Recorded data:
==============================
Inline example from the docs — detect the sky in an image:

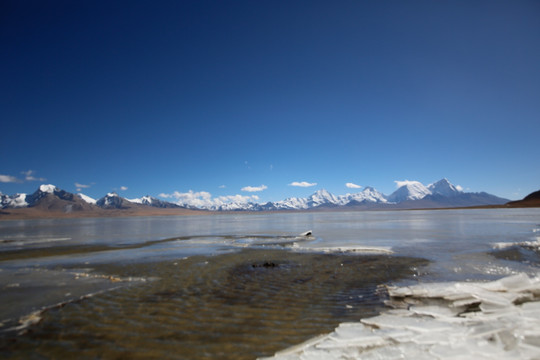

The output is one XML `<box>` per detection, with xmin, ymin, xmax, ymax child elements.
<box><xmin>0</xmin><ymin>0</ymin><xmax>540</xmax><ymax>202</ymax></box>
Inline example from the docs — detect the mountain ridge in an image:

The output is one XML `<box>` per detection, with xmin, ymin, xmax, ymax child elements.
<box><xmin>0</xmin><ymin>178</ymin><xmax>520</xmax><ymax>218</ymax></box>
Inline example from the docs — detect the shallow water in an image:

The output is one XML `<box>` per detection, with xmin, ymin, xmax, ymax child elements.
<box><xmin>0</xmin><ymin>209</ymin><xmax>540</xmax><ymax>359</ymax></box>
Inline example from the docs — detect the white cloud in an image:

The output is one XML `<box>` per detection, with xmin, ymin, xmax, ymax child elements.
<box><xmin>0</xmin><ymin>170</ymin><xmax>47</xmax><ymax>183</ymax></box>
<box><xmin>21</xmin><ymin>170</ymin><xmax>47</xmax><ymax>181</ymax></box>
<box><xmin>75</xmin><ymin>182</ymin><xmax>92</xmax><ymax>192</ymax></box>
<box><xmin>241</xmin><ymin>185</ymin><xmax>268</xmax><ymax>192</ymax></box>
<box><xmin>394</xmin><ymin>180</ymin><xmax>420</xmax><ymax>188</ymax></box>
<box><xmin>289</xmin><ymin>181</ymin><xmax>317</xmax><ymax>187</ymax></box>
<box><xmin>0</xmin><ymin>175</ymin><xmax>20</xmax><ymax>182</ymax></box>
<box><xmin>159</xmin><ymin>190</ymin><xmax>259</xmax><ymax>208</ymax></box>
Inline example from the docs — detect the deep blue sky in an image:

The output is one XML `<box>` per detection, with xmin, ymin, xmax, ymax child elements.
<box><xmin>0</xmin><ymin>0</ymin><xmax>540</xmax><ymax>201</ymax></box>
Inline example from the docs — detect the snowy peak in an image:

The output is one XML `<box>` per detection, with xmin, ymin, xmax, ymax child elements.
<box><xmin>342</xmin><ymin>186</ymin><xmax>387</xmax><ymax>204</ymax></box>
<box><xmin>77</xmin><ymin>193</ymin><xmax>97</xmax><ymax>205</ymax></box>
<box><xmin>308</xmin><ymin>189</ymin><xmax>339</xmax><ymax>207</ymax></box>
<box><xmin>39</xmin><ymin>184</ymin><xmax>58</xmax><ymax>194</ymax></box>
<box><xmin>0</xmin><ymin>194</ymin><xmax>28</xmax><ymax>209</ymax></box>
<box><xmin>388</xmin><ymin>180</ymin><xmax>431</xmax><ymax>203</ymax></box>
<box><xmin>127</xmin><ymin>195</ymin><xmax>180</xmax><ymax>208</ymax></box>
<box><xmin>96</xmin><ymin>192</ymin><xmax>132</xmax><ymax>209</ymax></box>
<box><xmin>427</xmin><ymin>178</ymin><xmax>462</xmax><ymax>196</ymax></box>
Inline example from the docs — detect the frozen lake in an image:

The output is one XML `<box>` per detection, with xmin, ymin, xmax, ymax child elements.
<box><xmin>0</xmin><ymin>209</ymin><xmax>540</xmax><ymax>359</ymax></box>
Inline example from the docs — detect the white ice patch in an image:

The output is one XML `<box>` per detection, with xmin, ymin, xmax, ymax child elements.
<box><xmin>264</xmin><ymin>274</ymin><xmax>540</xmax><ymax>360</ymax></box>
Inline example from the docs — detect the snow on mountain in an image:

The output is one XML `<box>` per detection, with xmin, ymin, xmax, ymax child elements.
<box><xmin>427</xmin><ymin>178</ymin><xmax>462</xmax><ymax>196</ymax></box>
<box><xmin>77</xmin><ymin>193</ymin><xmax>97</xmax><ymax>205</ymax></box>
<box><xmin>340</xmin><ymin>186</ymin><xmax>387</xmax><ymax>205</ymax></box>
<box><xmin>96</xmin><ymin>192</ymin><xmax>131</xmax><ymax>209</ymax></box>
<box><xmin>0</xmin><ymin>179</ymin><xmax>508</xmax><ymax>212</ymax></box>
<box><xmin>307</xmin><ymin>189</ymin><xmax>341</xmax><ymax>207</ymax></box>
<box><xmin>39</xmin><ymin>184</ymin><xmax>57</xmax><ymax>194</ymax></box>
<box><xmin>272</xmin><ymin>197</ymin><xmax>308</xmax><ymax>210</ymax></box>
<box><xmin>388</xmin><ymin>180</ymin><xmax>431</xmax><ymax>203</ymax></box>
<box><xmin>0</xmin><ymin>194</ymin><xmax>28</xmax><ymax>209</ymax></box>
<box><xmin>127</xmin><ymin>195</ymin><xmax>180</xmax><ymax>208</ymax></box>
==============================
Aim: Copy out all of the material above word for word, leaving out the pictures.

Response below:
Inline example from the docs — detect the sky in an image:


The output is one XML `<box>` per detection, with xmin, ymin, xmax, ymax child elements.
<box><xmin>0</xmin><ymin>0</ymin><xmax>540</xmax><ymax>202</ymax></box>
Inline example from the docs — detect the mountain ridge in an image:

The output is one XML `<box>` per detection, with xmin, ymin, xmax, ymax child elements.
<box><xmin>0</xmin><ymin>178</ymin><xmax>520</xmax><ymax>218</ymax></box>
Inline example from the docs — detect the shallow water in an image:

The output is one XML `<box>` per detection, with xmin, ymin, xmax, ymax child elements.
<box><xmin>0</xmin><ymin>209</ymin><xmax>540</xmax><ymax>359</ymax></box>
Inline example from the docs — detect the white cloud in an image:

The output is one XML `<box>` per detection, with xmin, ymin, xmax, ymax child elements.
<box><xmin>0</xmin><ymin>170</ymin><xmax>47</xmax><ymax>183</ymax></box>
<box><xmin>21</xmin><ymin>170</ymin><xmax>47</xmax><ymax>181</ymax></box>
<box><xmin>75</xmin><ymin>182</ymin><xmax>92</xmax><ymax>192</ymax></box>
<box><xmin>241</xmin><ymin>185</ymin><xmax>268</xmax><ymax>192</ymax></box>
<box><xmin>394</xmin><ymin>180</ymin><xmax>420</xmax><ymax>188</ymax></box>
<box><xmin>289</xmin><ymin>181</ymin><xmax>317</xmax><ymax>187</ymax></box>
<box><xmin>0</xmin><ymin>175</ymin><xmax>20</xmax><ymax>182</ymax></box>
<box><xmin>159</xmin><ymin>190</ymin><xmax>259</xmax><ymax>208</ymax></box>
Inline example from the docs — detect the deep blue sky in an image:

The output is one XML `<box>` per detection, with xmin, ymin, xmax, ymax child elements.
<box><xmin>0</xmin><ymin>0</ymin><xmax>540</xmax><ymax>201</ymax></box>
Inline example from the docs — detect the snowy peak in an image:

The output is one XML `<box>` per detection, with xmin, ymin, xmax, ymax child elements.
<box><xmin>342</xmin><ymin>186</ymin><xmax>387</xmax><ymax>204</ymax></box>
<box><xmin>77</xmin><ymin>193</ymin><xmax>97</xmax><ymax>205</ymax></box>
<box><xmin>308</xmin><ymin>189</ymin><xmax>339</xmax><ymax>207</ymax></box>
<box><xmin>39</xmin><ymin>184</ymin><xmax>58</xmax><ymax>194</ymax></box>
<box><xmin>0</xmin><ymin>194</ymin><xmax>28</xmax><ymax>209</ymax></box>
<box><xmin>388</xmin><ymin>180</ymin><xmax>431</xmax><ymax>203</ymax></box>
<box><xmin>127</xmin><ymin>195</ymin><xmax>180</xmax><ymax>208</ymax></box>
<box><xmin>96</xmin><ymin>192</ymin><xmax>132</xmax><ymax>209</ymax></box>
<box><xmin>427</xmin><ymin>178</ymin><xmax>462</xmax><ymax>196</ymax></box>
Inline example from the docs — detect the frozen lake in an image:

The output is one XML `<box>` per detection, with xmin, ymin, xmax, ymax child elements.
<box><xmin>0</xmin><ymin>209</ymin><xmax>540</xmax><ymax>359</ymax></box>
Inline example from the docs — detect the white ice patch in an image:

The output is one XML `<box>` per detection, with xmin, ymin, xmax, ymax child elements.
<box><xmin>264</xmin><ymin>274</ymin><xmax>540</xmax><ymax>360</ymax></box>
Inline example from the docs — detect the snow on mountain in an image:

The output is one XML `<box>` per detection, with xmin, ymin, xmax, ymax child elements.
<box><xmin>427</xmin><ymin>178</ymin><xmax>462</xmax><ymax>196</ymax></box>
<box><xmin>77</xmin><ymin>193</ymin><xmax>97</xmax><ymax>205</ymax></box>
<box><xmin>340</xmin><ymin>186</ymin><xmax>387</xmax><ymax>205</ymax></box>
<box><xmin>96</xmin><ymin>192</ymin><xmax>131</xmax><ymax>209</ymax></box>
<box><xmin>0</xmin><ymin>179</ymin><xmax>508</xmax><ymax>212</ymax></box>
<box><xmin>307</xmin><ymin>189</ymin><xmax>341</xmax><ymax>207</ymax></box>
<box><xmin>39</xmin><ymin>184</ymin><xmax>57</xmax><ymax>194</ymax></box>
<box><xmin>272</xmin><ymin>197</ymin><xmax>308</xmax><ymax>210</ymax></box>
<box><xmin>388</xmin><ymin>180</ymin><xmax>431</xmax><ymax>203</ymax></box>
<box><xmin>0</xmin><ymin>194</ymin><xmax>28</xmax><ymax>209</ymax></box>
<box><xmin>127</xmin><ymin>195</ymin><xmax>180</xmax><ymax>208</ymax></box>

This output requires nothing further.